#### [PASSAGE TO READ]
--- START ---
Praxis Continuing Education & Training Empowering Parents With Acceptance And Commitment Therapy (ACT)
Praxis Continuing Education & Training Empowering Parents With Acceptance And Commitment Therapy (ACT) is organized by Praxis Continuing Education and Training (CET), Inc..
Release Date: 12/02/2022
Expiration Date: 12/02/2025
Description:
Inside, you’ll learn how to incorporate broader parenting context into your functional analysis or case conceptualization and design interventions that support psychological flexibility in caregivers.
You’ll also learn how to meet parents where they are, create a compassionate and collaborative context, and teach ACT-based skills that support them to be more flexible, engaged, and persistent.
With these skills, caregivers will be better equipped to implement effective interventions, model flexibility, and support their child in reaching their greatest potential.
They’ll be prepared to face their next parenting challenge and effectively navigate the changing needs of their child over time.
The principles you’ll learn inside the course will help you:
• Support parents to stay present and engaged, while following through with effective interventions.
--- END ---
#### [TASK REQUIREMENTS]
Copy the passage from the course description, starting with "You’ll also learn" and going on through "with effective interventions.". The records are not needed for this work.

[Data extracted from a collection]
--- START ---
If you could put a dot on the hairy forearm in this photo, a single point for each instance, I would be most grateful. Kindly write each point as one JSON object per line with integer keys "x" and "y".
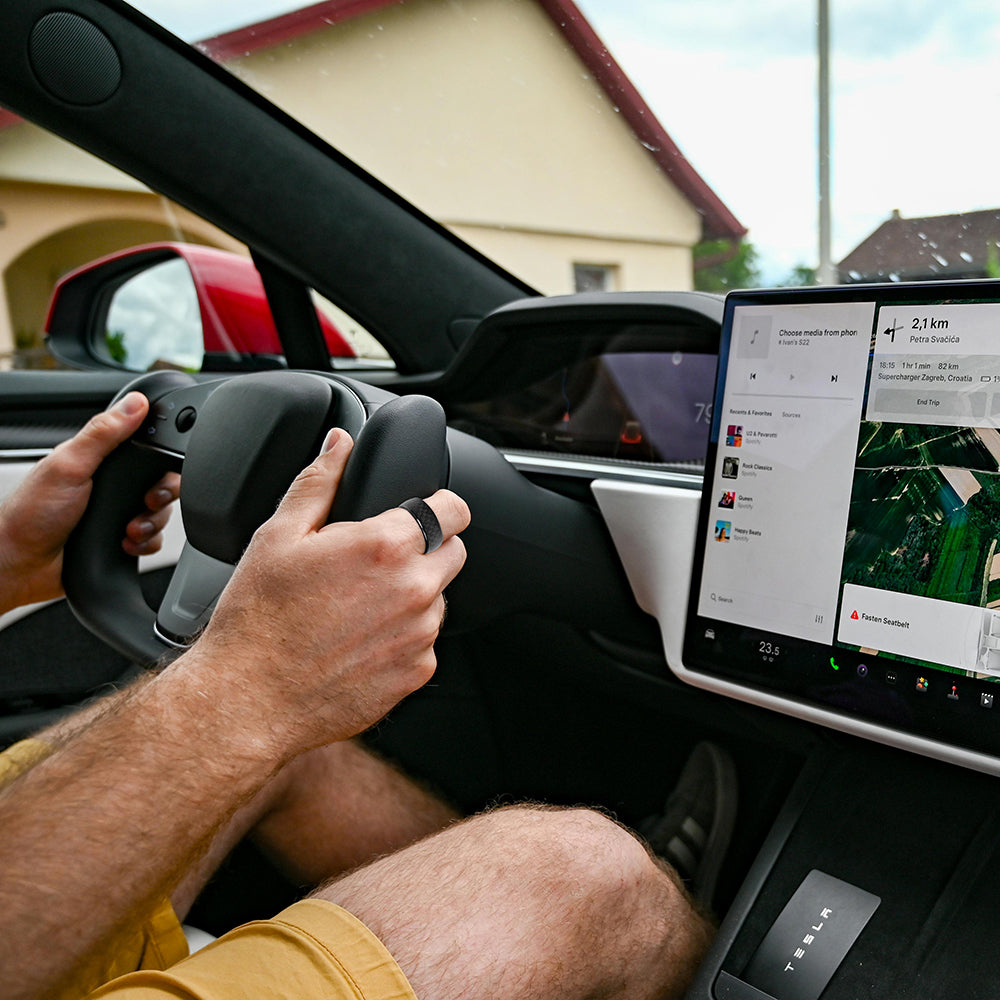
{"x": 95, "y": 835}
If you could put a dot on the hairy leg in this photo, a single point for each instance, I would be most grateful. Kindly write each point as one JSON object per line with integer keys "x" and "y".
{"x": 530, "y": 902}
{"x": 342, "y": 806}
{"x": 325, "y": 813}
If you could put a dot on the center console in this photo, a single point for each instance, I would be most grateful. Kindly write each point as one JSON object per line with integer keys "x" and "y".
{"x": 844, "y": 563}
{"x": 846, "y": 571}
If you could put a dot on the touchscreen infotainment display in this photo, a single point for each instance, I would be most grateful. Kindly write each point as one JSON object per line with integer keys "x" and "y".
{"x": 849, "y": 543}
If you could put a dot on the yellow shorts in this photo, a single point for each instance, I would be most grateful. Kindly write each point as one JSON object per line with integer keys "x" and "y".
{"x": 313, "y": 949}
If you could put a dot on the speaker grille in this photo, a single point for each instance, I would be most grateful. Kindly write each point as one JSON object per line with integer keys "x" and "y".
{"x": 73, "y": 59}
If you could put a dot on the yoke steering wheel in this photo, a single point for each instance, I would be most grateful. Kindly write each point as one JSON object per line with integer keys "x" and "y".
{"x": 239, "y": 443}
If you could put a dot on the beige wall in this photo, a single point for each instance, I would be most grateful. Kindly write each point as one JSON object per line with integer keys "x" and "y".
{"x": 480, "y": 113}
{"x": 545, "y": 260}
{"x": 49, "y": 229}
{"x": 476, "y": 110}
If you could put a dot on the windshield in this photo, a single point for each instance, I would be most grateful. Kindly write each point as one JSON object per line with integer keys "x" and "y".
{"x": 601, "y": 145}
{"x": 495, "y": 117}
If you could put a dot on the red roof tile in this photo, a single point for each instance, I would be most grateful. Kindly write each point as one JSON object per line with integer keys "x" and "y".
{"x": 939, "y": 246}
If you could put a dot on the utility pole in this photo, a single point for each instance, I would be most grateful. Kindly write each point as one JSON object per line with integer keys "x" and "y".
--- END ---
#### [RESPONSE TO THE EXERCISE]
You’ll also learn how to meet parents where they are, create a compassionate and collaborative context, and teach ACT-based skills that support them to be more flexible, engaged, and persistent.
With these skills, caregivers will be better equipped to implement effective interventions, model flexibility, and support their child in reaching their greatest potential.
They’ll be prepared to face their next parenting challenge and effectively navigate the changing needs of their child over time.
The principles you’ll learn inside the course will help you:
• Support parents to stay present and engaged, while following through with effective interventions.